- Data extract:

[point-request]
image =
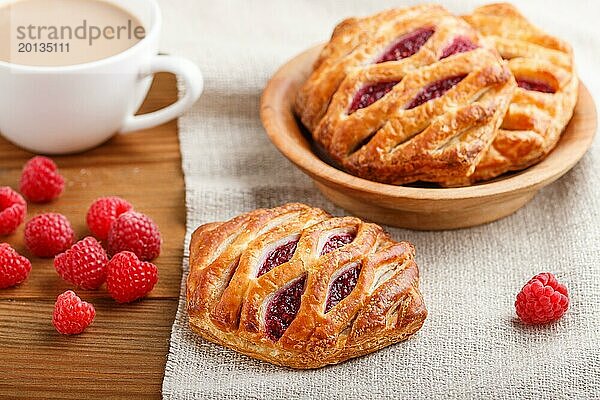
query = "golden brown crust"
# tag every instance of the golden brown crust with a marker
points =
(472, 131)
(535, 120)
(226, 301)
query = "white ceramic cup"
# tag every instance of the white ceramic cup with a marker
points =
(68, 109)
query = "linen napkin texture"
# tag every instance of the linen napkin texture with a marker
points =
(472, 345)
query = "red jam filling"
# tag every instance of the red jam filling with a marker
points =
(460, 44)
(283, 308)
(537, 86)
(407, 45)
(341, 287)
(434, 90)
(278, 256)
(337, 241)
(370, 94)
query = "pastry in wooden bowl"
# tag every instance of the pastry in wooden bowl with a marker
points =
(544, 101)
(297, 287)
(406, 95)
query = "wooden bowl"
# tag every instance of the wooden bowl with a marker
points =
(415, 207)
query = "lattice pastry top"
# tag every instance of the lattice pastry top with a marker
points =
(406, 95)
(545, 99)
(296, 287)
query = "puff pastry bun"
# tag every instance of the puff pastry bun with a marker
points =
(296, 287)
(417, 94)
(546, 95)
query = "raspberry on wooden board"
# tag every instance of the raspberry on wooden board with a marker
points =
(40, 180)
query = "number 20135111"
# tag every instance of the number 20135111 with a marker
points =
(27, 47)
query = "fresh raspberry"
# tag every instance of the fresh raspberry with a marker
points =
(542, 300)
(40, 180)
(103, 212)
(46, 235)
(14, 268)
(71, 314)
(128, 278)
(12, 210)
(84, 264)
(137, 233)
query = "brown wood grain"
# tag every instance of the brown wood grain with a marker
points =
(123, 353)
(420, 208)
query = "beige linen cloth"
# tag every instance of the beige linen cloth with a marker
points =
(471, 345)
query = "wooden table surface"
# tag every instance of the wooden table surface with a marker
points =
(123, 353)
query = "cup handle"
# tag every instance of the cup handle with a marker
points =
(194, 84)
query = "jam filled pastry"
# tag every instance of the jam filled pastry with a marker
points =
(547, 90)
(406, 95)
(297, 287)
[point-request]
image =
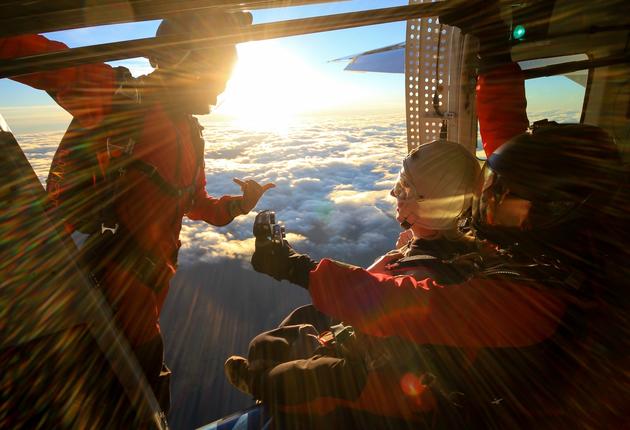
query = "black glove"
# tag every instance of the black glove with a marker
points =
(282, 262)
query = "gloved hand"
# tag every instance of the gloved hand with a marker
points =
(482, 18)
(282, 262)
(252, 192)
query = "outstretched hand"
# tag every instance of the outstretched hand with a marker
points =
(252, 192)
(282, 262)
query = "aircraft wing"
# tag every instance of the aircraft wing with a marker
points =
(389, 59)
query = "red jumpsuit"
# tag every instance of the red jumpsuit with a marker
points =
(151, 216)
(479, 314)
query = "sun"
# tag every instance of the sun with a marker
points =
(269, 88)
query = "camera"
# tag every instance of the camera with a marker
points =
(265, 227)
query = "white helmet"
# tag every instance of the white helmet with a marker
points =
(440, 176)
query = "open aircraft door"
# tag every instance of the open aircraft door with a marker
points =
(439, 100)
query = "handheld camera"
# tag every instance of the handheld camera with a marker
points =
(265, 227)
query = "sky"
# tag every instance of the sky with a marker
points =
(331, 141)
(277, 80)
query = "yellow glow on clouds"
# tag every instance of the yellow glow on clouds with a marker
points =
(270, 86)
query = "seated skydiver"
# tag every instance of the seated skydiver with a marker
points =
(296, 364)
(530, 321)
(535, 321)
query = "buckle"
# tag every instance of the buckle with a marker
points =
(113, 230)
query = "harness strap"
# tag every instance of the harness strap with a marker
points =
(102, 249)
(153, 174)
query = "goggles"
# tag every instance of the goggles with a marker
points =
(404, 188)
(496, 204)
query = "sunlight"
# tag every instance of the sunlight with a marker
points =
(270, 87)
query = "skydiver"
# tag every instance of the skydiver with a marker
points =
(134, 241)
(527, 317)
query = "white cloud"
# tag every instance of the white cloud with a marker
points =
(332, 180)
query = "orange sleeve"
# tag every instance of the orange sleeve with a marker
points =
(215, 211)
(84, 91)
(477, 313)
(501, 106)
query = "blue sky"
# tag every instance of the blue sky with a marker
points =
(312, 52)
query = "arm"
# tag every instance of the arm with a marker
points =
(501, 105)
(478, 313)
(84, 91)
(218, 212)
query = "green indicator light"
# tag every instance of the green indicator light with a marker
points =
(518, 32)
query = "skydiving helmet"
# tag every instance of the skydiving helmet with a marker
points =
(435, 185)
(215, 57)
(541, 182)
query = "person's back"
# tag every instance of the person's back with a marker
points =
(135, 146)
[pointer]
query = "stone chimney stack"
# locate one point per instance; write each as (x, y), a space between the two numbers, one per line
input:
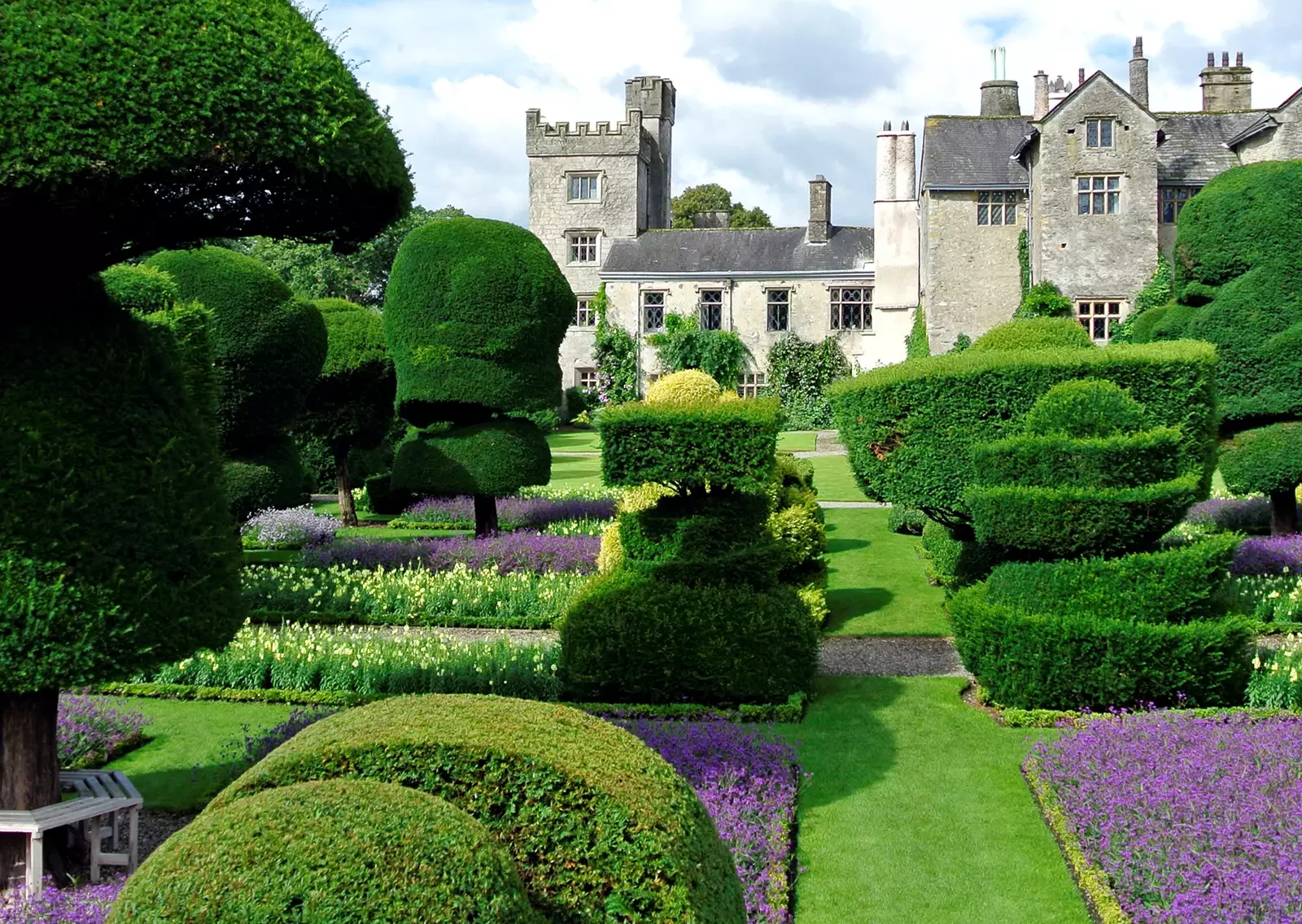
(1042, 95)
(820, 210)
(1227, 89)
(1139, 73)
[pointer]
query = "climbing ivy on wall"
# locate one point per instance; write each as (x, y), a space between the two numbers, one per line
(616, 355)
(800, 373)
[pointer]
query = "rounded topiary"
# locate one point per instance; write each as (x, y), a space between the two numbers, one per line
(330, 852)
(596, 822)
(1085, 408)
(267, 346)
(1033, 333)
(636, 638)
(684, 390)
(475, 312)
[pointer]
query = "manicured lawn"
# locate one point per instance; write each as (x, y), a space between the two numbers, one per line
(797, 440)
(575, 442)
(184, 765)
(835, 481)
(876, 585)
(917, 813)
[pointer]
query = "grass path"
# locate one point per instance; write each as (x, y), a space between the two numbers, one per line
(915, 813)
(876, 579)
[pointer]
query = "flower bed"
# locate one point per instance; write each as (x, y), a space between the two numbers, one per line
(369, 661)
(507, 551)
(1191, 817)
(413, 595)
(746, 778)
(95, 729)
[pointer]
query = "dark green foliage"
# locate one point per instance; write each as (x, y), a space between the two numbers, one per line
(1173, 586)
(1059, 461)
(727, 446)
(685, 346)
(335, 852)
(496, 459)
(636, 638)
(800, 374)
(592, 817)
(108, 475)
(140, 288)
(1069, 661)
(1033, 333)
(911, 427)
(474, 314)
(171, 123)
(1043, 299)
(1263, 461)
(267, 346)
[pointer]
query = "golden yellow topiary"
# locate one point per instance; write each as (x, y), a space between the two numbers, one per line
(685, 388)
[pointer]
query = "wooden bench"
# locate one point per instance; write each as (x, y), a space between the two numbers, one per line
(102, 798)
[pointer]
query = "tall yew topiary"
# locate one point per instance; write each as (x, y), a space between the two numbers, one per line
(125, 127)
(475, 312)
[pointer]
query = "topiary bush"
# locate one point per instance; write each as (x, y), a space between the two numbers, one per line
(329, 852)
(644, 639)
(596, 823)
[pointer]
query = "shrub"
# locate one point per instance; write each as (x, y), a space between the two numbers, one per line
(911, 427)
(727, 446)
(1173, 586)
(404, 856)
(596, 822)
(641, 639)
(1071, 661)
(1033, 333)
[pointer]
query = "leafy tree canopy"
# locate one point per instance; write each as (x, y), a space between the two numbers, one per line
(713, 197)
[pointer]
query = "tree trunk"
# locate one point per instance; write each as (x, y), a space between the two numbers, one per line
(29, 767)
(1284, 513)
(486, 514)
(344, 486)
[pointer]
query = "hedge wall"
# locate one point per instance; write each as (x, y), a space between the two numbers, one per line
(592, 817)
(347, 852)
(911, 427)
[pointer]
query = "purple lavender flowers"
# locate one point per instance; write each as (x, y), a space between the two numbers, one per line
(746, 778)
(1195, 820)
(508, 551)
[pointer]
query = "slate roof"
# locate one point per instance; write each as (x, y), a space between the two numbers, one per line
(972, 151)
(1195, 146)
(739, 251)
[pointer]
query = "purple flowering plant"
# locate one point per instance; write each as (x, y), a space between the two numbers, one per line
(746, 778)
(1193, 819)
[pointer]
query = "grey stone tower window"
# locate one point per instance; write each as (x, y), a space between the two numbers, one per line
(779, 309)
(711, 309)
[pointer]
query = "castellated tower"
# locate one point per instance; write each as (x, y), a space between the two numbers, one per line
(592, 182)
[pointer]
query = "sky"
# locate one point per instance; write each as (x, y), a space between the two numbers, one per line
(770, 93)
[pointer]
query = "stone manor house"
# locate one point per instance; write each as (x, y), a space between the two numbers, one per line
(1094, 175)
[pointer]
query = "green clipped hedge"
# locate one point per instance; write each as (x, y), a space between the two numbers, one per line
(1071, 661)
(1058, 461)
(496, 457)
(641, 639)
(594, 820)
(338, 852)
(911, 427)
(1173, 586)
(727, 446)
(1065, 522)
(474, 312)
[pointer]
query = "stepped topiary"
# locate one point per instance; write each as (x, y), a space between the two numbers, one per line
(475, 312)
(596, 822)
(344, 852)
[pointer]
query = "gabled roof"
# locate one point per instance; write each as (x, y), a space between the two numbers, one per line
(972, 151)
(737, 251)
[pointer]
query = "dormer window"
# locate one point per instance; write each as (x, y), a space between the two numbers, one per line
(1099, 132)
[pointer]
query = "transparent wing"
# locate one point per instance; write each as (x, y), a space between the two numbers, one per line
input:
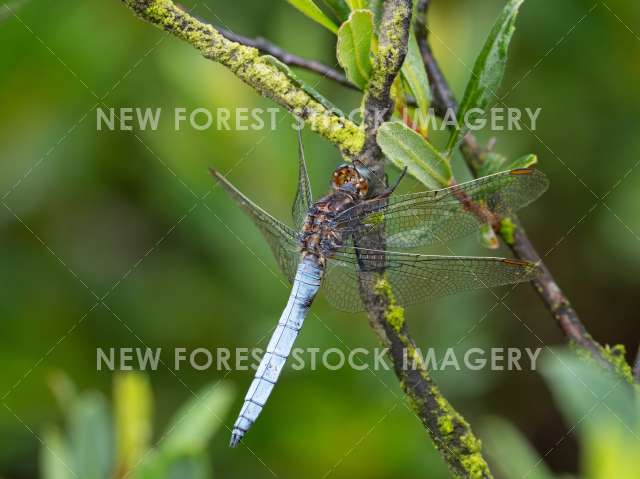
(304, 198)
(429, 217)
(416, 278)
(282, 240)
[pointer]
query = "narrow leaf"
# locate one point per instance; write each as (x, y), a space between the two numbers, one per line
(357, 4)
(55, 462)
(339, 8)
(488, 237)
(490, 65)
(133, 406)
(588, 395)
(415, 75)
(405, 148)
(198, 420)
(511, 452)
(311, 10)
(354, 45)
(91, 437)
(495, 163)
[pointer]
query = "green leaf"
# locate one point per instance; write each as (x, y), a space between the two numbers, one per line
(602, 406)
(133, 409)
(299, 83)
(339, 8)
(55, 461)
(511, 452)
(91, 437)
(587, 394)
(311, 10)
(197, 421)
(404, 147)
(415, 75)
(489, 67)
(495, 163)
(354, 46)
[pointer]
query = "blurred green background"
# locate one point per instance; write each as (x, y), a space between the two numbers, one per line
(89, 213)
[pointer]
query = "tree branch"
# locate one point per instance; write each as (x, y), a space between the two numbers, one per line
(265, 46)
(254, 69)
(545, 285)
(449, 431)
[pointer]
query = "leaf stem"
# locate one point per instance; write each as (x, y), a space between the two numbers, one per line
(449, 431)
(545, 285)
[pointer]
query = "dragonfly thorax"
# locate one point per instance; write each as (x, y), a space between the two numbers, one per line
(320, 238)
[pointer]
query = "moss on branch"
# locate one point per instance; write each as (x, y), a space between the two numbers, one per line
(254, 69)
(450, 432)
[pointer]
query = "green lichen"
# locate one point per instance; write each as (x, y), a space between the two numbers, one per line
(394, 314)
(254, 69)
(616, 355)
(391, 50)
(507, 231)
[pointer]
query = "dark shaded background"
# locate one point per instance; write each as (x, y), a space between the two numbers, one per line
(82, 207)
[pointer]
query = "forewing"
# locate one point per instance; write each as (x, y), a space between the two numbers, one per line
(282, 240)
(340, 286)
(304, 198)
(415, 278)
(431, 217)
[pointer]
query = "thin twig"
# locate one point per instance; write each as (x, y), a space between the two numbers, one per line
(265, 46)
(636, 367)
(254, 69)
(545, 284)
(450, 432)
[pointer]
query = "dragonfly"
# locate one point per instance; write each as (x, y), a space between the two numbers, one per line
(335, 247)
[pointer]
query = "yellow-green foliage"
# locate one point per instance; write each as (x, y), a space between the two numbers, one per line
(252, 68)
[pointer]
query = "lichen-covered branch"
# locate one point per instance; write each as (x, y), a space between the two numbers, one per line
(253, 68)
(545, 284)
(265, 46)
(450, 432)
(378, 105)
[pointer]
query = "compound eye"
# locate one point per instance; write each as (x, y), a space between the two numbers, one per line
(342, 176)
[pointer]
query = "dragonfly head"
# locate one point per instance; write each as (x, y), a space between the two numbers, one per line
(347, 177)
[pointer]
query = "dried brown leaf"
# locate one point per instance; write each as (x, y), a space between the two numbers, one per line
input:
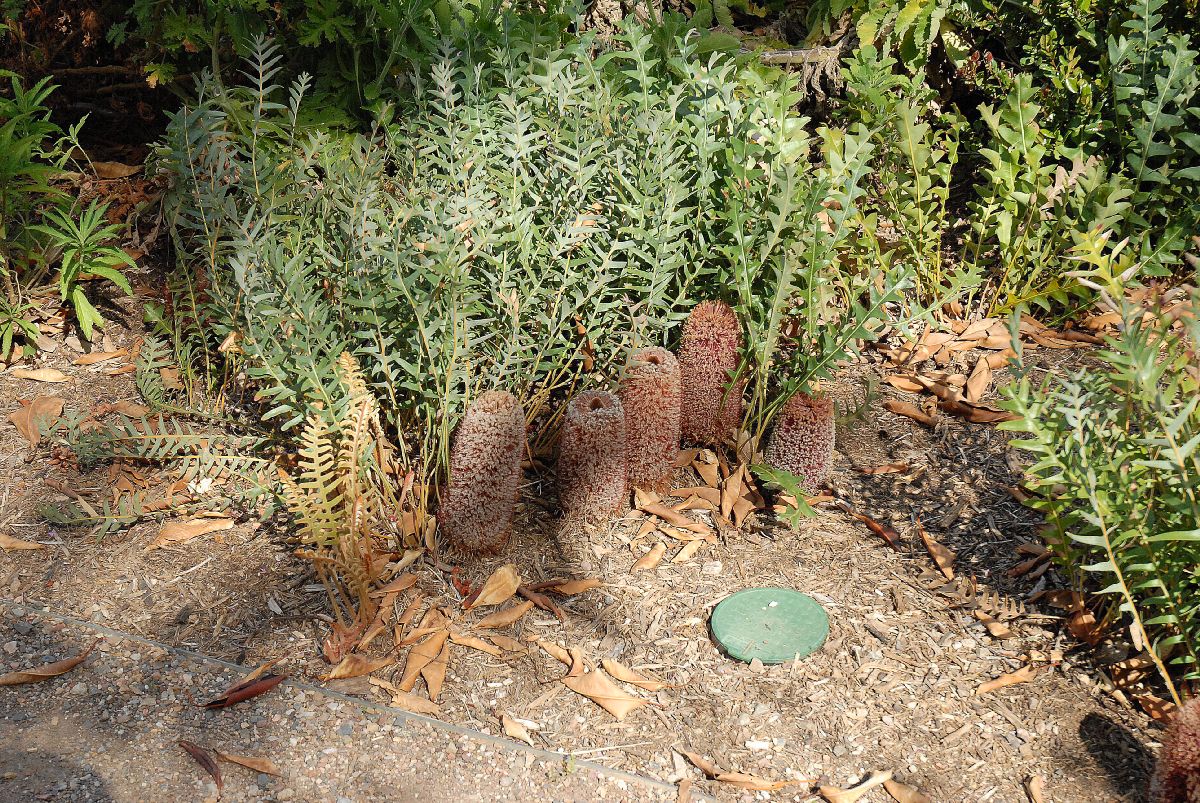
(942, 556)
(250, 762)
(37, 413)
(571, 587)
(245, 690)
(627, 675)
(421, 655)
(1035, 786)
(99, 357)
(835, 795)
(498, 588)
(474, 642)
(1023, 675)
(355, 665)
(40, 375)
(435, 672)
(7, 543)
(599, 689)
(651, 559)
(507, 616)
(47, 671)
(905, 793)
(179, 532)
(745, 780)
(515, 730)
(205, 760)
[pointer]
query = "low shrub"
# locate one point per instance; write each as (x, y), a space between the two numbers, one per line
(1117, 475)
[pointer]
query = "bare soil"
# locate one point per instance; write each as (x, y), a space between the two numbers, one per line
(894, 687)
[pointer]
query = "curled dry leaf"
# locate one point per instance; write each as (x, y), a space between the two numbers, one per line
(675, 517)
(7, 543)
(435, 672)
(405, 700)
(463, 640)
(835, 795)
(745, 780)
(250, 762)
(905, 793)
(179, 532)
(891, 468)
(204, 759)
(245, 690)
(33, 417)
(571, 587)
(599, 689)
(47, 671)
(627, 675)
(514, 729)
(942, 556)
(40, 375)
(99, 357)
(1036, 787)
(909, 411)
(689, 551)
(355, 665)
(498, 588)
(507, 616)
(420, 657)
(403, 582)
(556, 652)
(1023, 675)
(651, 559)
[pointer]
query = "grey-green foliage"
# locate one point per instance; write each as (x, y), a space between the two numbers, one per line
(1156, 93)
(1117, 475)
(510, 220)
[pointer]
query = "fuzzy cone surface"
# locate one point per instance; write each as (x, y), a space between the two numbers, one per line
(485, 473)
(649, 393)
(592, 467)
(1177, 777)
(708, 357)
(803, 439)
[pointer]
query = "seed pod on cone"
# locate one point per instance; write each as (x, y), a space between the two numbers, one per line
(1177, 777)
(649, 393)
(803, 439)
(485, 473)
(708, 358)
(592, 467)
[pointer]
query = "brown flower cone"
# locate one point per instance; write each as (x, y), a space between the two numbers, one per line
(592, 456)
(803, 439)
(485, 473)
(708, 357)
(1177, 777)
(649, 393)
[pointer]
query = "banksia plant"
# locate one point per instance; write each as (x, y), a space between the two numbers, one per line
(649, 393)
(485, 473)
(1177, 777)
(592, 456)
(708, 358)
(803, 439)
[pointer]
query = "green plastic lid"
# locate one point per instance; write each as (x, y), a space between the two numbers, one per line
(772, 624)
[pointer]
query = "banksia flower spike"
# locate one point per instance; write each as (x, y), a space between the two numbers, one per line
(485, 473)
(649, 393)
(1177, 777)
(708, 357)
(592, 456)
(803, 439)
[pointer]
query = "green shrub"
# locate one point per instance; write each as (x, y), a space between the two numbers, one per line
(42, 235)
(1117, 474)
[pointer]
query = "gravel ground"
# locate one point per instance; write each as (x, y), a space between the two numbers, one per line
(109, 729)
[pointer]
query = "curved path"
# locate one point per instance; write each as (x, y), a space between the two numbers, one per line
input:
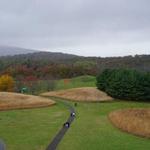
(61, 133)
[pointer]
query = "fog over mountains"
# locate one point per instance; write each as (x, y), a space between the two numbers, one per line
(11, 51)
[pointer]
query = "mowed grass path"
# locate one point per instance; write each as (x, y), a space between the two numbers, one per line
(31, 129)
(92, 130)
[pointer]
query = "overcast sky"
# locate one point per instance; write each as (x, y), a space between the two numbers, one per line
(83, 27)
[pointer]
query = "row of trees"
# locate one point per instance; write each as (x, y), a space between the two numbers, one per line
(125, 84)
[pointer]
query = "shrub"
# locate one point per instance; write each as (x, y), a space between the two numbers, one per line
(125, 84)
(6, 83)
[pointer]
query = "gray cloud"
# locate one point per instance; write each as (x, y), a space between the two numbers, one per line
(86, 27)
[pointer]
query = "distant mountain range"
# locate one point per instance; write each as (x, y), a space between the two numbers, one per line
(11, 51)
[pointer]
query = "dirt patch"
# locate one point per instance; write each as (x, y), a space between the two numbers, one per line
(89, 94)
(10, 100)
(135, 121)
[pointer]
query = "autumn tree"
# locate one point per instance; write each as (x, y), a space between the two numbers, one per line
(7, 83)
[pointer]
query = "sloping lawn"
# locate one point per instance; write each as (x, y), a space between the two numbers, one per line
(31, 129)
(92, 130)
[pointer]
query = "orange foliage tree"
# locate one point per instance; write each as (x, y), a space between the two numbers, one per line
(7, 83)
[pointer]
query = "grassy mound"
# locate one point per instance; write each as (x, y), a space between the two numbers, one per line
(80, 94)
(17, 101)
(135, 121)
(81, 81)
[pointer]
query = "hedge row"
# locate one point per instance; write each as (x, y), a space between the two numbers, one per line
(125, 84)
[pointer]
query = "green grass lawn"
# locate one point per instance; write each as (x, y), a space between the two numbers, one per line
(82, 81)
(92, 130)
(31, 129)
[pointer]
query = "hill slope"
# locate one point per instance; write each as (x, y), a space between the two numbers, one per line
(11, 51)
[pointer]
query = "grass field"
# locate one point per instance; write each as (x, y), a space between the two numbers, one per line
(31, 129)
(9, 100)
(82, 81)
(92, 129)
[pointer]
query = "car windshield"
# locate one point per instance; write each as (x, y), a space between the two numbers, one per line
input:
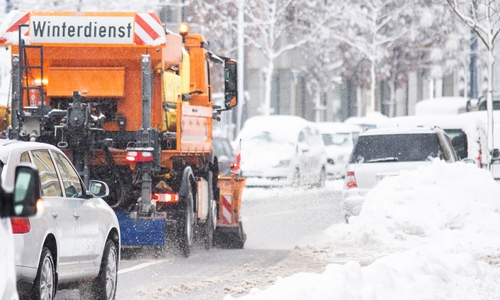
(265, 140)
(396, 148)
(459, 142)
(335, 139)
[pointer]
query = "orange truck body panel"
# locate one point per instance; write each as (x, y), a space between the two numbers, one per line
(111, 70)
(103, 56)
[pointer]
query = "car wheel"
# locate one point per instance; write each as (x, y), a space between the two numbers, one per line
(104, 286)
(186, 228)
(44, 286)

- Work instruction:
Consider the material above. Report how many of its lines contain the word "brown", and nothing more.

- Written solution:
6